* START Material for this task *
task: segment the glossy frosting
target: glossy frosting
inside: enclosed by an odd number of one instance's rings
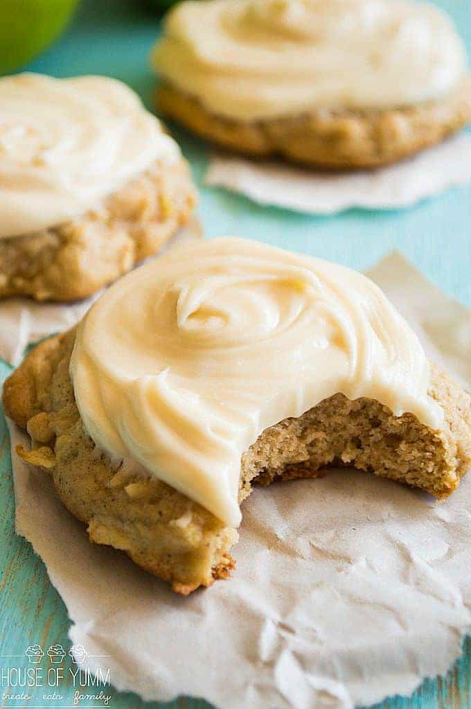
[[[241,456],[337,392],[434,428],[416,337],[356,272],[263,244],[185,244],[112,286],[81,322],[70,373],[85,428],[229,525]]]
[[[0,238],[79,216],[176,144],[120,82],[0,79]]]
[[[183,2],[152,61],[208,110],[242,121],[439,99],[466,67],[448,17],[401,0]]]

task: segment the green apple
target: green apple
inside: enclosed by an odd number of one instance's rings
[[[0,0],[0,73],[26,64],[62,31],[78,0]]]

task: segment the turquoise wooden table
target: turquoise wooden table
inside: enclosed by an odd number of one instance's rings
[[[441,4],[454,16],[471,48],[469,4],[466,0],[443,0]],[[87,73],[115,77],[128,83],[150,105],[154,79],[147,56],[158,31],[157,17],[146,11],[144,3],[138,0],[85,0],[68,32],[27,68],[58,77]],[[205,147],[183,131],[176,130],[176,136],[192,164],[200,187],[199,213],[208,236],[239,234],[360,269],[391,249],[398,248],[443,290],[471,305],[471,186],[450,191],[403,211],[351,210],[334,217],[307,216],[258,206],[222,190],[203,187],[202,178],[208,159]],[[9,371],[0,361],[1,381]],[[29,700],[8,696],[21,691],[16,689],[15,676],[8,671],[18,664],[27,666],[23,654],[26,646],[40,643],[47,647],[62,643],[67,649],[69,623],[64,605],[51,586],[42,562],[27,542],[15,536],[10,452],[3,415],[0,415],[0,508],[3,520],[0,532],[1,706],[66,709],[74,705],[74,692],[77,691],[70,681],[62,681],[55,690],[49,688],[47,692],[44,687],[28,688]],[[15,655],[22,657],[6,657]],[[79,691],[81,694],[94,691],[86,687]],[[108,693],[111,695],[110,705],[114,709],[209,707],[205,702],[188,698],[166,705],[144,704],[135,696],[120,694],[113,688]],[[78,705],[103,706],[103,703],[84,698],[79,698]],[[412,698],[392,698],[379,706],[382,709],[471,707],[471,640],[465,642],[463,655],[446,678],[427,680]]]

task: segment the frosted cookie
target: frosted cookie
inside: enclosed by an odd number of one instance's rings
[[[84,298],[188,219],[176,143],[124,84],[0,79],[0,298]]]
[[[254,483],[348,465],[443,498],[471,464],[469,395],[378,286],[242,239],[127,274],[3,401],[91,540],[181,593],[228,575]]]
[[[471,121],[463,43],[425,3],[186,1],[152,61],[163,113],[254,156],[373,167]]]

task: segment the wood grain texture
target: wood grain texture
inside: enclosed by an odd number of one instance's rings
[[[471,8],[464,0],[437,3],[454,16],[471,46]],[[138,0],[85,0],[64,38],[29,69],[56,76],[102,73],[130,84],[149,103],[154,84],[147,65],[158,18]],[[371,265],[391,249],[401,250],[443,290],[471,304],[471,186],[451,190],[413,209],[385,213],[350,210],[334,217],[311,217],[266,208],[244,197],[202,184],[208,160],[205,146],[184,131],[176,131],[193,168],[201,192],[200,214],[206,234],[238,234],[304,251],[358,269]],[[0,334],[1,336],[1,334]],[[0,362],[0,381],[9,368]],[[68,649],[69,622],[65,607],[49,581],[31,546],[14,532],[14,503],[8,433],[0,413],[0,654],[22,654],[33,642],[62,643]],[[25,658],[11,659],[24,663]],[[2,659],[4,667],[8,659]],[[67,662],[66,661],[66,666]],[[113,679],[113,678],[111,678]],[[3,691],[5,691],[3,688]],[[59,690],[58,690],[59,691]],[[26,705],[72,705],[74,688],[60,685],[60,700],[45,700],[43,690],[30,691]],[[87,691],[86,688],[82,691]],[[91,690],[89,690],[91,691]],[[113,709],[207,709],[205,702],[180,699],[146,704],[134,695],[110,693]],[[0,707],[20,707],[0,695]],[[95,705],[81,700],[80,706]],[[471,707],[471,640],[446,678],[428,680],[409,699],[387,700],[376,709],[467,709]],[[224,708],[221,708],[224,709]],[[256,709],[256,708],[241,708]],[[275,708],[274,708],[275,709]]]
* END Material for this task *
Directions
Repeat every line of the items above word for word, from the first item to the last, but leave out the pictures.

Answer to this exercise
task: segment the glossy frosting
target: glossy frosting
inside: enclosed by an odd number of one instance's rings
[[[241,456],[337,392],[434,428],[416,337],[356,272],[263,244],[185,244],[112,286],[81,322],[70,373],[85,428],[229,525]]]
[[[0,238],[79,216],[176,144],[120,82],[0,79]]]
[[[183,2],[152,61],[208,110],[242,121],[439,99],[466,67],[448,17],[401,0]]]

task: segment the green apple
target: green apple
inside: enclosed by an odd number of one instance's rings
[[[0,0],[0,73],[26,64],[62,31],[78,0]]]

task: segment the turquoise wooden table
target: turquoise wooden table
inside: enclosed by an odd number of one instance's rings
[[[441,4],[454,16],[471,48],[469,4],[466,0],[443,0]],[[87,73],[115,77],[128,83],[150,105],[154,79],[147,56],[158,31],[157,17],[146,11],[144,3],[138,0],[85,0],[68,32],[27,68],[58,77]],[[205,147],[183,131],[176,130],[176,136],[192,164],[200,187],[199,213],[208,236],[239,234],[360,269],[391,249],[398,248],[443,290],[471,305],[471,186],[450,191],[403,211],[351,210],[334,217],[307,216],[258,206],[222,190],[203,187],[202,178],[208,159]],[[9,371],[0,361],[1,381]],[[29,700],[8,696],[21,691],[16,689],[15,676],[8,671],[18,664],[27,666],[23,654],[26,646],[40,643],[47,647],[62,643],[67,649],[69,623],[64,605],[51,586],[42,562],[27,542],[15,536],[10,452],[3,415],[0,415],[0,508],[3,520],[0,532],[1,706],[66,709],[74,705],[74,692],[77,691],[70,681],[62,681],[55,690],[49,688],[47,692],[44,687],[28,688]],[[15,655],[22,657],[6,657]],[[79,691],[81,694],[94,691],[86,687]],[[108,693],[111,695],[110,705],[114,709],[209,707],[205,702],[188,698],[166,705],[144,704],[135,696],[120,694],[113,688]],[[78,705],[103,706],[103,703],[84,698],[79,698]],[[412,698],[392,698],[379,706],[382,709],[471,707],[471,640],[465,642],[463,655],[446,678],[427,680]]]

task: segment the frosted cookie
target: frosted cookie
inside: enclosed by an odd number of one instance's rings
[[[84,298],[188,219],[176,143],[124,84],[0,79],[0,298]]]
[[[254,483],[348,465],[443,498],[471,464],[469,395],[378,286],[242,239],[127,274],[3,401],[91,540],[181,593],[228,575]]]
[[[471,121],[463,43],[425,3],[186,1],[152,61],[163,113],[254,156],[373,167]]]

task: segment the wood grain texture
target: wood grain texture
inside: enclosed by an odd number of one instance's rings
[[[471,8],[464,0],[437,3],[454,16],[471,46]],[[138,0],[85,0],[64,38],[29,69],[56,76],[102,73],[130,84],[149,103],[154,84],[147,65],[158,18]],[[371,265],[391,249],[401,250],[443,290],[471,304],[471,186],[451,190],[413,209],[385,213],[350,210],[334,217],[311,217],[266,208],[244,197],[202,184],[208,160],[205,146],[184,131],[176,131],[193,168],[201,192],[200,214],[206,234],[238,234],[304,251],[358,269]],[[0,334],[1,336],[1,334]],[[0,362],[0,381],[9,368]],[[68,649],[69,622],[65,607],[49,581],[31,546],[14,532],[14,503],[8,433],[0,413],[0,654],[22,654],[33,642],[62,643]],[[25,658],[11,659],[24,663]],[[2,659],[4,667],[8,659]],[[67,662],[66,661],[66,666]],[[113,679],[113,678],[111,678]],[[3,691],[5,691],[3,688]],[[59,690],[58,690],[59,691]],[[26,705],[72,705],[74,688],[60,685],[60,700],[45,700],[43,690],[30,691]],[[87,691],[86,688],[82,691]],[[91,690],[89,690],[91,691]],[[113,709],[207,709],[205,702],[180,699],[146,704],[134,695],[110,693]],[[0,707],[20,707],[0,695]],[[95,705],[81,700],[80,706]],[[471,707],[471,640],[446,678],[428,680],[409,699],[387,700],[376,709],[467,709]],[[224,708],[221,708],[224,709]],[[256,709],[256,708],[241,708]],[[275,708],[274,708],[275,709]]]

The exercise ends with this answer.